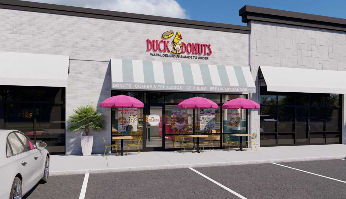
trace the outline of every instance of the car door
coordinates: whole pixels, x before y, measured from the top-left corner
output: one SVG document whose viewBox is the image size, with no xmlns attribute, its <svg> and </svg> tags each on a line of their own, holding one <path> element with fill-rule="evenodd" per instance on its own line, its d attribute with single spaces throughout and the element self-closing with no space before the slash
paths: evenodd
<svg viewBox="0 0 346 199">
<path fill-rule="evenodd" d="M 22 170 L 22 185 L 23 193 L 26 193 L 36 184 L 32 174 L 34 172 L 34 158 L 30 151 L 24 147 L 22 142 L 14 132 L 9 134 L 7 137 L 15 157 L 17 163 Z"/>
<path fill-rule="evenodd" d="M 16 132 L 16 134 L 24 145 L 24 148 L 30 152 L 30 154 L 28 155 L 31 156 L 31 160 L 34 160 L 30 167 L 33 167 L 33 172 L 31 175 L 35 185 L 43 176 L 44 168 L 42 152 L 35 147 L 31 140 L 24 134 L 19 132 Z M 45 161 L 45 159 L 44 160 Z"/>
</svg>

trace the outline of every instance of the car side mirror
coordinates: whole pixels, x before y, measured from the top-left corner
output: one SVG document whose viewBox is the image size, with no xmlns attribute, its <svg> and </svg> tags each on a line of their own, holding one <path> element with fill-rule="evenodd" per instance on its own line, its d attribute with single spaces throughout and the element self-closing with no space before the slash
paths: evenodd
<svg viewBox="0 0 346 199">
<path fill-rule="evenodd" d="M 47 147 L 47 144 L 43 142 L 36 142 L 36 146 L 39 148 L 45 148 Z"/>
</svg>

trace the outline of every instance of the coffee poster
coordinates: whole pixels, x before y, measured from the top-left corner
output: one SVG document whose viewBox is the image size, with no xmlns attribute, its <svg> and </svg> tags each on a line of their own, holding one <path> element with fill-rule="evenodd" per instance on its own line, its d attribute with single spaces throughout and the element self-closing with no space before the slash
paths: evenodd
<svg viewBox="0 0 346 199">
<path fill-rule="evenodd" d="M 186 109 L 172 108 L 171 109 L 171 130 L 177 131 L 186 130 L 188 117 Z"/>
<path fill-rule="evenodd" d="M 215 109 L 200 109 L 199 114 L 200 130 L 215 130 Z"/>
<path fill-rule="evenodd" d="M 118 130 L 128 132 L 137 131 L 137 108 L 126 108 L 122 110 L 118 109 Z"/>
</svg>

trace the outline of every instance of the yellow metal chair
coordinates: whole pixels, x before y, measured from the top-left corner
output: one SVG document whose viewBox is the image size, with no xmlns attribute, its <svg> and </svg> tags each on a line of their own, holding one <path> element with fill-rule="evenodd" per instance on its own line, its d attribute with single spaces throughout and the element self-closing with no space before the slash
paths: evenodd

* _Given instruction_
Recast every line of the records above as a single numbered list, skipping blank lines and leaving out the picture.

* _Output of the exercise_
1. trace the outline of every instance of the car door
2. coordinates: whole pixels, x before y, measured from the top-left corner
3. output: one SVG document whose viewBox is the image size, with no xmlns attribute, its <svg> and </svg> tags each on a line of their own, holding one <path> element with fill-rule="evenodd" per instance on its own line, its d attribute with single spaces throughout and the element self-closing with no space before the slash
4. paths: evenodd
5. <svg viewBox="0 0 346 199">
6. <path fill-rule="evenodd" d="M 22 170 L 22 185 L 23 193 L 26 193 L 36 184 L 32 174 L 34 172 L 34 158 L 30 151 L 24 147 L 22 142 L 14 132 L 9 134 L 7 137 L 15 157 L 17 163 Z"/>
7. <path fill-rule="evenodd" d="M 16 132 L 16 134 L 24 145 L 24 148 L 30 152 L 30 154 L 28 155 L 31 156 L 31 160 L 34 160 L 30 167 L 33 167 L 33 172 L 31 175 L 35 185 L 43 176 L 44 168 L 42 152 L 35 147 L 31 140 L 24 134 L 19 132 Z M 45 161 L 45 159 L 44 160 Z"/>
8. </svg>
9. trace the outline of every instance of the car side mirror
10. coordinates: whole pixels, x before y, measured from the top-left corner
11. output: one SVG document whose viewBox is the image size, with no xmlns attribute, its <svg> and </svg> tags each on a line of their own, holding one <path> element with fill-rule="evenodd" per instance on its own line, its d attribute with single spaces throughout and the element self-closing with no space before the slash
12. paths: evenodd
13. <svg viewBox="0 0 346 199">
14. <path fill-rule="evenodd" d="M 47 147 L 47 144 L 43 142 L 36 142 L 36 146 L 39 148 L 45 148 Z"/>
15. </svg>
16. trace the outline of every instance of the coffee poster
17. coordinates: whole pixels, x before y, measured from the top-left corner
18. output: one SVG document whose viewBox is the image size, with no xmlns attribute, its <svg> and </svg> tags each on a line of their own, holding one <path> element with fill-rule="evenodd" per instance on its own line, its d attribute with single spaces throughout and the element self-closing with no space before the slash
19. paths: evenodd
20. <svg viewBox="0 0 346 199">
21. <path fill-rule="evenodd" d="M 186 109 L 172 108 L 171 109 L 171 130 L 177 131 L 186 130 L 188 117 Z"/>
22. <path fill-rule="evenodd" d="M 215 109 L 200 109 L 199 114 L 200 130 L 215 130 Z"/>
23. <path fill-rule="evenodd" d="M 118 130 L 128 132 L 137 131 L 137 108 L 126 108 L 122 110 L 118 109 Z"/>
24. </svg>
25. trace the outline of every instance of the yellow metal chair
26. coordinates: whole pixels, x before y, measured from the top-left corner
27. output: one SVG document whose viewBox is the image size, with no xmlns attribute, its <svg> and </svg> tags each on a line of their own, holding one <path> element with fill-rule="evenodd" per instance on its own line, its d attribute with single spaces throughout and the element self-closing with no space before the slash
28. paths: evenodd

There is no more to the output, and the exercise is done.